**Task description**
What you need to do is retype every entry exactly as written.

Stored records
__________________________________________________
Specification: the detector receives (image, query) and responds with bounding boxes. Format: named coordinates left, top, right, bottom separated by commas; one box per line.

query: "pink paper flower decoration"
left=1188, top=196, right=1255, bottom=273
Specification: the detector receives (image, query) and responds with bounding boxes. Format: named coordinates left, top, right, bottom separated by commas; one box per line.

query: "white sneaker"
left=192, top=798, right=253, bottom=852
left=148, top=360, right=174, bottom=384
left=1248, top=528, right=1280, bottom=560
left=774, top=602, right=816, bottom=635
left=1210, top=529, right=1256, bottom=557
__________________________________________________
**Output below**
Specification: the detector receives (image, query) and responds with bounding boxes. Format: named coordinates left, top, right, bottom separated by commas; one box per line.

query: "pink paper flower decoration"
left=1188, top=196, right=1255, bottom=273
Specification: the detector receives (image, query) and responds with bounding boxes. Format: named coordinates left, top, right, bottom separated by commas; one box per line.

query: "white sneaker"
left=192, top=798, right=253, bottom=852
left=148, top=360, right=174, bottom=384
left=1248, top=528, right=1280, bottom=560
left=774, top=602, right=816, bottom=635
left=1210, top=529, right=1256, bottom=557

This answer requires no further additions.